» SOURCE EXTRACT:

-=-=-

While operating 100 million engines that cannot be serviced by any
means available today in a propulsive skin may mean a virtual
certainty that some engines will fail on each mission, those failures
need not be life threatening or even bring the vehicle to harm.

Second supreme reliability. Again, 100 million engines operated on
each flight cycle may see 100 engines fail in one way or another every
time the system is used. Howeve,r such failures are harly noticable,
and cause a performance reduction of less than 1 part per million.
10,000 flight cycles - which is typical of most aircraft today over
their service lives - mean that 99.99% thrust is available at the end
of a vehicle's life after that many flight cycles. The odds that a
sufficient number of engines fail to cause any noticible degradation
in the mission is virtually impossible.

Third - ultrasonic noise. The word rocket derives from the German
word 'racket' which means noise. Rocket engines have a lot in common
with steam whisltes, where jets of gas enter the still air at high
speeds producing violent sound waves. The principal components of
this sound wave of an engine is determined in part by its size. This
means that 0.25 mm engine's primary noise is well above the level of
human hearing. Its smaller than a dog whistle, and equally
unhearable.

Fourth - controllable thrust. Just as gray scale on a HDTV plasma
screen may be implemented by quickly switching the pixels on and off -
so too may engine average thrust levels be similarly controlled.
While such operation is not recommended in larger engines, scaling
laws favor such changes, which if cleverly exploited, can produce
radically improved reliable and less costly designs.

Fifth - controllable sound - Switching engines on and off in the
audible range produces controllable sound sources acrosss the
propulsive surface. A sonic hologram that can literally blow you away
(or alternatively lift the holographic surface) creates a number of
interesting design opportunities.

-=-=-

» MATERIALS PROVIDED:

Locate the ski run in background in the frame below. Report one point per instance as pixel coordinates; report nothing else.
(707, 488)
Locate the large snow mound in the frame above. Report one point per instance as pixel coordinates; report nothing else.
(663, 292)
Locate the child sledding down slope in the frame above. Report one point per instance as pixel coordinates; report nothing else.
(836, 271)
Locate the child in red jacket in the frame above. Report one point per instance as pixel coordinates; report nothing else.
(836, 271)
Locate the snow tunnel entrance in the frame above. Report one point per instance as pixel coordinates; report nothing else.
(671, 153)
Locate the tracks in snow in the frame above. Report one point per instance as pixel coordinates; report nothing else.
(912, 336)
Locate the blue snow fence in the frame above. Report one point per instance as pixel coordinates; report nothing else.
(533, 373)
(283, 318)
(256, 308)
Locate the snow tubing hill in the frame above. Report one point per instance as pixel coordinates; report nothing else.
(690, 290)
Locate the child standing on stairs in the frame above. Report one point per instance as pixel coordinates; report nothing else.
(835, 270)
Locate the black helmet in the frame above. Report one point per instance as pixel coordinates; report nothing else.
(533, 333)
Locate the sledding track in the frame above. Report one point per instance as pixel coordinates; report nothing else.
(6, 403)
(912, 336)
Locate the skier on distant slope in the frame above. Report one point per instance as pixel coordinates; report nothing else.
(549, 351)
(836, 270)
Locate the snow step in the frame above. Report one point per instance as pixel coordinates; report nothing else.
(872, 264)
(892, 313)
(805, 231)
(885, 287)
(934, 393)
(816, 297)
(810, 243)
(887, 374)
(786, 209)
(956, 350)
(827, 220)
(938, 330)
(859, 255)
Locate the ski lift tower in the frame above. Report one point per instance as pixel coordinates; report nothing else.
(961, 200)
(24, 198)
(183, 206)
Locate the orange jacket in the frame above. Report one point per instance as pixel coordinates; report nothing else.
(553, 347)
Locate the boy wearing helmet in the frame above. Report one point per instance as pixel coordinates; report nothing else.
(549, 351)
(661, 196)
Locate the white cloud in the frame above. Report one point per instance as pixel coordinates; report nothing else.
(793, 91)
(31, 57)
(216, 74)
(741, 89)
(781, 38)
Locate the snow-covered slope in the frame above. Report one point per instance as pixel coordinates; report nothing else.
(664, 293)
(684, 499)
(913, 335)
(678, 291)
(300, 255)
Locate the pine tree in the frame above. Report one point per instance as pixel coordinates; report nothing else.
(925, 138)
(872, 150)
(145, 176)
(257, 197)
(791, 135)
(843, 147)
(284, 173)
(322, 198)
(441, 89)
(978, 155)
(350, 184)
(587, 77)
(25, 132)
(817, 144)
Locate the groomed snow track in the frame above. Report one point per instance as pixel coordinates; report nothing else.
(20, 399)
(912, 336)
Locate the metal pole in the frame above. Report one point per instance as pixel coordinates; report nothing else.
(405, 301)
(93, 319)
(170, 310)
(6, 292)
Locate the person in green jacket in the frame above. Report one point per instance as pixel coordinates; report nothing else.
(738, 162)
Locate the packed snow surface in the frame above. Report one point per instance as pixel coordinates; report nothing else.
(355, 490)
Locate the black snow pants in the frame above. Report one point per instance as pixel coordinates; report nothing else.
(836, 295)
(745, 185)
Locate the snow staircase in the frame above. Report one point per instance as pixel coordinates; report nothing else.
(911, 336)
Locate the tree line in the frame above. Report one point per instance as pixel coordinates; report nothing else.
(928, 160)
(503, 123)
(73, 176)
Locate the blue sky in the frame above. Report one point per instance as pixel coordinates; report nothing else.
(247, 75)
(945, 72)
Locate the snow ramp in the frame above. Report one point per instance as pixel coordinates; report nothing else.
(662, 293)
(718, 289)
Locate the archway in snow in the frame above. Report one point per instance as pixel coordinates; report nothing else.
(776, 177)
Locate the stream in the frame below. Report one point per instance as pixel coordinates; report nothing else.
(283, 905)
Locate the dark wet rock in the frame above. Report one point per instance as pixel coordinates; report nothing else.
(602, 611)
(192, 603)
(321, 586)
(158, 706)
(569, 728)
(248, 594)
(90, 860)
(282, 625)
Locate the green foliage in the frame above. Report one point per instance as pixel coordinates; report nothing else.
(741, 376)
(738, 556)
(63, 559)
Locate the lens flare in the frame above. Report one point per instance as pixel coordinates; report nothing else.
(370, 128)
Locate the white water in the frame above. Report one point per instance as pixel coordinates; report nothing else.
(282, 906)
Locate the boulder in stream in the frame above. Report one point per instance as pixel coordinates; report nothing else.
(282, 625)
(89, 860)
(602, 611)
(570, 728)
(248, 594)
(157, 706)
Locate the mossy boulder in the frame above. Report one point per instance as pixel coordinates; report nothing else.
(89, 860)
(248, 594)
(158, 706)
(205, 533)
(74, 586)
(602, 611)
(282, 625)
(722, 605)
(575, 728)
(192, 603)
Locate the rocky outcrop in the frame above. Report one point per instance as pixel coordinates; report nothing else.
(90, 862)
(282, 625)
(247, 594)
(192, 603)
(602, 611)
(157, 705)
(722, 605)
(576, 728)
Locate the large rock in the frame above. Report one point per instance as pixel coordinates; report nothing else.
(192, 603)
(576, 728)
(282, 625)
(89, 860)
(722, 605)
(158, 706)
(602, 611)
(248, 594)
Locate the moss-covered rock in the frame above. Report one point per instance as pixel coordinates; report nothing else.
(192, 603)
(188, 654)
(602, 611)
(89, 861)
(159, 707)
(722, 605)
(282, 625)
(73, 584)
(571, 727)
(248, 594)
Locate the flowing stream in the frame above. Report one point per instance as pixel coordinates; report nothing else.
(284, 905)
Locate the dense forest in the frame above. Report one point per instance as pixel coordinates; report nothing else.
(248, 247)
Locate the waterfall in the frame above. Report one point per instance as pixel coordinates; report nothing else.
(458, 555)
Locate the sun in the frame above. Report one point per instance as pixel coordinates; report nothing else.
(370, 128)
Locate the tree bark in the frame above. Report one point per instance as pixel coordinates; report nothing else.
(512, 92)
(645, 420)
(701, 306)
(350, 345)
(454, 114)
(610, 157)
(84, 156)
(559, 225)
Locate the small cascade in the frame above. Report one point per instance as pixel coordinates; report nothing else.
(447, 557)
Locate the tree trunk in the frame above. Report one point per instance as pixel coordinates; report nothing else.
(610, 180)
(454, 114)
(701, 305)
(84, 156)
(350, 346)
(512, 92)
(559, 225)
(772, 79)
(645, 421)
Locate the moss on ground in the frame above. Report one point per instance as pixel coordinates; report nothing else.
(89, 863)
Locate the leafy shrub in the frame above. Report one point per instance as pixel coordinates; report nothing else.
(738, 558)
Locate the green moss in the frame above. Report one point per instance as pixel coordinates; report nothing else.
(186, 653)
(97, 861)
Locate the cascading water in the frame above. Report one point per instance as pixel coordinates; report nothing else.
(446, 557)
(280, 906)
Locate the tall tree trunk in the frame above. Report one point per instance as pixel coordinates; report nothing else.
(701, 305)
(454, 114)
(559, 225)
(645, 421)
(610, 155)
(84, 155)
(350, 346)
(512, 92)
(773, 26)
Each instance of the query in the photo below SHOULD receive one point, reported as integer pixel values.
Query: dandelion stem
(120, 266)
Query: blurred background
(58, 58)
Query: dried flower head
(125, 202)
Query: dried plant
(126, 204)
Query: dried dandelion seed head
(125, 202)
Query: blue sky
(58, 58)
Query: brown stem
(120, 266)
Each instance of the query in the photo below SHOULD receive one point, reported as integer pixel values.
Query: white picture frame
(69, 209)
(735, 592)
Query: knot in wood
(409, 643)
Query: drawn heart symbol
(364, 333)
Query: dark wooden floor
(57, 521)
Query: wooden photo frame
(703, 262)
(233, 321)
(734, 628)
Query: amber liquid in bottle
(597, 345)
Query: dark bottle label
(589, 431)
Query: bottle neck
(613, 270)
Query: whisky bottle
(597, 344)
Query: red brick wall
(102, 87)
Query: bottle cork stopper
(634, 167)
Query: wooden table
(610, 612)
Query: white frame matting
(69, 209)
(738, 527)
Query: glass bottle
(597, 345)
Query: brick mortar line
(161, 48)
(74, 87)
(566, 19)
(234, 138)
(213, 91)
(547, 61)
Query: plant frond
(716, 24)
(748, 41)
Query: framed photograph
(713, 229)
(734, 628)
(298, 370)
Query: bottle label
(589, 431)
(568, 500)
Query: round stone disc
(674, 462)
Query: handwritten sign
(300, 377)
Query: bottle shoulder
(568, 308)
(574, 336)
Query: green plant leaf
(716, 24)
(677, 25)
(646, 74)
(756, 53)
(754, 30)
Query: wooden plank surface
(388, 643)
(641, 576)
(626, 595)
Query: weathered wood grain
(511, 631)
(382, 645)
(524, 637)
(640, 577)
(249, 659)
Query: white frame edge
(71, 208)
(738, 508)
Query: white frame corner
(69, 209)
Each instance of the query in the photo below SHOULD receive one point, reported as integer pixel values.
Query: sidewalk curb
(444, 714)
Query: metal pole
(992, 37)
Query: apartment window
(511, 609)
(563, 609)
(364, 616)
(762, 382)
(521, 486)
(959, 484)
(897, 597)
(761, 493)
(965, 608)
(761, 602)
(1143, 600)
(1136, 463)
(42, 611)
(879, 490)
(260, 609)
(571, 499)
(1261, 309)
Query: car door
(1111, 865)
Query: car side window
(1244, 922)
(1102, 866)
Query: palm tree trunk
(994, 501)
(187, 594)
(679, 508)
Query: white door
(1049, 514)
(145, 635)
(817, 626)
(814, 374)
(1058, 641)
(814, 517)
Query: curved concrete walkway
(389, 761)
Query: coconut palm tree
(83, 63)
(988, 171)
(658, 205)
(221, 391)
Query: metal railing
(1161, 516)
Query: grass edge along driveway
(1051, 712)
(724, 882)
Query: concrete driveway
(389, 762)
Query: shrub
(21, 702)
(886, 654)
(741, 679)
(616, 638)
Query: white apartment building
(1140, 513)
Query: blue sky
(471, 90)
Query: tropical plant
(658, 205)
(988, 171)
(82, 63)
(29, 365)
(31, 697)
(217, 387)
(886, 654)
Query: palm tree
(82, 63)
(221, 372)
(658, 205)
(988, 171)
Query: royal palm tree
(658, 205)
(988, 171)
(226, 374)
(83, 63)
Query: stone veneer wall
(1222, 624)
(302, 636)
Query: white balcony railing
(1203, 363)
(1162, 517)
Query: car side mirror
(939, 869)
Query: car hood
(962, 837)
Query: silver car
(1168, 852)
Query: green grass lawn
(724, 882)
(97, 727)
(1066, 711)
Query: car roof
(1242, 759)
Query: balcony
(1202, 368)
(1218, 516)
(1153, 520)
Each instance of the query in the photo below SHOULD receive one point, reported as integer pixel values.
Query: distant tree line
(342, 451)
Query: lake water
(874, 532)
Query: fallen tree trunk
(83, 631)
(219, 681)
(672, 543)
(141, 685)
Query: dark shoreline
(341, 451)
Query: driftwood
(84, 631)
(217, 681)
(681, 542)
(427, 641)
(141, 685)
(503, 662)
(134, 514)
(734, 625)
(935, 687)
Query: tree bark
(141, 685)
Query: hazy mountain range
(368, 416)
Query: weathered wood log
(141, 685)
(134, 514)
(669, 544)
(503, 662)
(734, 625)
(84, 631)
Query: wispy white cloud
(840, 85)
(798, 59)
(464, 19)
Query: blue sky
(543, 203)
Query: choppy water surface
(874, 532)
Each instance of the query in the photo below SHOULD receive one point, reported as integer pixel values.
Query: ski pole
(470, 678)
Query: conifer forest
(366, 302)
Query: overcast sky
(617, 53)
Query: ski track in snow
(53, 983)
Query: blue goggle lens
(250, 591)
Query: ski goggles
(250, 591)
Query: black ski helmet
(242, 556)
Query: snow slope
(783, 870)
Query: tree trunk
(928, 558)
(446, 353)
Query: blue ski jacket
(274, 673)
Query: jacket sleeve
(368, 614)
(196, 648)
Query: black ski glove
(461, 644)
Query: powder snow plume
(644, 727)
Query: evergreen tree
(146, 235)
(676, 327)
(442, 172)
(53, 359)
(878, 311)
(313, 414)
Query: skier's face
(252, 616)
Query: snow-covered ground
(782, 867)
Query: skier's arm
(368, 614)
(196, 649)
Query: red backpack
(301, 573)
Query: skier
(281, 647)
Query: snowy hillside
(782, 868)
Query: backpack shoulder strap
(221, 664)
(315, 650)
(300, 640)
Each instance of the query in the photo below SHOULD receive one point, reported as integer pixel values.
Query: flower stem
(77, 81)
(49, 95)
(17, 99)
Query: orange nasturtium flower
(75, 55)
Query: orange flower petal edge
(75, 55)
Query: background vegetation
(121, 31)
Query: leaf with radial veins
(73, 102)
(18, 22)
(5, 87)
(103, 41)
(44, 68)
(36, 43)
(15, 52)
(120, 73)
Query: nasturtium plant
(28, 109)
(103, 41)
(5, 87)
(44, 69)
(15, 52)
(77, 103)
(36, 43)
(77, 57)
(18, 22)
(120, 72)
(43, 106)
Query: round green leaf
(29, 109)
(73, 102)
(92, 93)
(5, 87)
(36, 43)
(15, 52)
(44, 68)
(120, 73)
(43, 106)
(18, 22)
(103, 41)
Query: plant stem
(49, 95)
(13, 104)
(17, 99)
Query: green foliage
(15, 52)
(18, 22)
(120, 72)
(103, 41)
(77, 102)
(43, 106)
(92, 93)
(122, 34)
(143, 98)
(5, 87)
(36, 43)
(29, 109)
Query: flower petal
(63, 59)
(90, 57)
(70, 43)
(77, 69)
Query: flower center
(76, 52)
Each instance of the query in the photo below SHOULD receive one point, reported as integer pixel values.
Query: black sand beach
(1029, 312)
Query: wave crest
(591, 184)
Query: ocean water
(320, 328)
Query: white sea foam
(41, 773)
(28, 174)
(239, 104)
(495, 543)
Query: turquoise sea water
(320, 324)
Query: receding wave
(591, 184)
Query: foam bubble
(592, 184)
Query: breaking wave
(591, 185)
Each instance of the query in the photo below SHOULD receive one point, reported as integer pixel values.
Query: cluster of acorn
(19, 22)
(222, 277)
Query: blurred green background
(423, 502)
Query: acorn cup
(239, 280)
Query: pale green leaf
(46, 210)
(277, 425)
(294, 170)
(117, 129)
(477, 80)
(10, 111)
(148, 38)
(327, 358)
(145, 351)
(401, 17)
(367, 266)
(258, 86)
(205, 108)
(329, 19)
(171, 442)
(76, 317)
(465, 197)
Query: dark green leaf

-=-=-

» WHAT TO DO:
(a) From the propulsive-skin excerpt, list the labels given for the points introduced as Second through Fifth.
(b) Copy out the stretch of the records from the line that contains "Query: plant frond" through the line that contains "(1111, 865)", both included.

» THE RESPONSES:
(a) supreme reliability; ultrasonic noise; controllable thrust; controllable sound

(b)
Query: plant frond
(716, 24)
(748, 41)
Query: framed photograph
(713, 229)
(734, 628)
(298, 370)
Query: bottle label
(589, 431)
(568, 500)
Query: round stone disc
(674, 462)
Query: handwritten sign
(300, 377)
Query: bottle shoulder
(568, 308)
(574, 336)
Query: green plant leaf
(716, 24)
(677, 25)
(646, 74)
(756, 53)
(754, 30)
Query: wooden plank surface
(388, 643)
(641, 576)
(626, 595)
Query: weathered wood grain
(511, 631)
(382, 645)
(524, 637)
(640, 577)
(249, 659)
Query: white frame edge
(71, 208)
(738, 508)
Query: white frame corner
(69, 209)
Each instance of the query in the photo below SHOULD receive one point, reported as integer pixel values.
Query: sidewalk curb
(444, 714)
Query: metal pole
(992, 37)
Query: apartment window
(511, 609)
(563, 609)
(364, 616)
(762, 382)
(521, 486)
(959, 484)
(897, 597)
(761, 493)
(965, 608)
(761, 602)
(1143, 600)
(1136, 463)
(42, 611)
(879, 490)
(260, 609)
(571, 499)
(1261, 309)
Query: car door
(1111, 865)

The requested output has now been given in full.